→ **GIVEN REQUEST**
Set down exactly, and only, the lines from the one with "window in the picture above?" to the final line of the entries, both included.

╭─ INPUT DATA

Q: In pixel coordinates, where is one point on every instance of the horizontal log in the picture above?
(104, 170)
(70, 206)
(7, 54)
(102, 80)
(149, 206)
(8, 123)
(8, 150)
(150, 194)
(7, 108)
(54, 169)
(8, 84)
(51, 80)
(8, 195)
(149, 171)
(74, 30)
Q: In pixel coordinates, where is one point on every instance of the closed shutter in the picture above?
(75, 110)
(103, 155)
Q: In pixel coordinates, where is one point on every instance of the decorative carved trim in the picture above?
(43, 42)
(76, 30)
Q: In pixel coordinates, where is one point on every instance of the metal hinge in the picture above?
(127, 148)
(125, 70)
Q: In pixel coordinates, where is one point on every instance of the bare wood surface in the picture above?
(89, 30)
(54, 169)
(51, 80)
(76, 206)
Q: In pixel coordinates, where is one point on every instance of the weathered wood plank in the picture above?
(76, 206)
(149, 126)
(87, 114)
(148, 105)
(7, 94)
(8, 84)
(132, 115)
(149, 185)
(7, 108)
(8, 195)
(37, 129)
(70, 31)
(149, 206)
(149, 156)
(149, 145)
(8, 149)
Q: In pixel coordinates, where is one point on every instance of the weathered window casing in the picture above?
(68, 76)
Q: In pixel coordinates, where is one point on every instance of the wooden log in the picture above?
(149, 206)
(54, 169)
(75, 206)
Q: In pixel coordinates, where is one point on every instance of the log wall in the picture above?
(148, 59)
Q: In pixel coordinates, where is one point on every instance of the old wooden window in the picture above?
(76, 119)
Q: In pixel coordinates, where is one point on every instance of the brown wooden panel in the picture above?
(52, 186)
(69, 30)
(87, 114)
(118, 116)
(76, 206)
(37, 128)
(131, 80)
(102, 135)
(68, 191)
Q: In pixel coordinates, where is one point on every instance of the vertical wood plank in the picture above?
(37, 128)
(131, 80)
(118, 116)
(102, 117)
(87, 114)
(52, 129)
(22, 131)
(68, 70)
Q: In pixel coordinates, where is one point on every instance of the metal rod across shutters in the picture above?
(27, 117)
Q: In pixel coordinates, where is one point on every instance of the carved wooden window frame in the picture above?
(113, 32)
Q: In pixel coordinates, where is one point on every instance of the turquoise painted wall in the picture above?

╰─

→ **SOLUTION FOR THIS TASK**
Q: In pixel coordinates, where is one point on every instance of the old wooden window in the picture above?
(76, 119)
Q: In pixel coordinates, where is one point on every instance of the brown wooden panel in the picture above?
(52, 186)
(69, 30)
(87, 114)
(118, 116)
(76, 206)
(37, 128)
(131, 80)
(102, 135)
(68, 191)
Q: In pixel coordinates, where is one point on every instance of the vertical wood plank in the picture above?
(37, 128)
(131, 80)
(118, 116)
(102, 117)
(87, 114)
(52, 129)
(22, 131)
(68, 70)
Q: In pixel coordinates, where is one point on every instance of the metal rod across shutters in the picture above?
(27, 117)
Q: In pixel coordinates, where is one point on every instance of the carved wooden window frame in the picture above?
(113, 32)
Q: In pixel coordinates, where is one point on every instance of the turquoise painted wall in the picture above?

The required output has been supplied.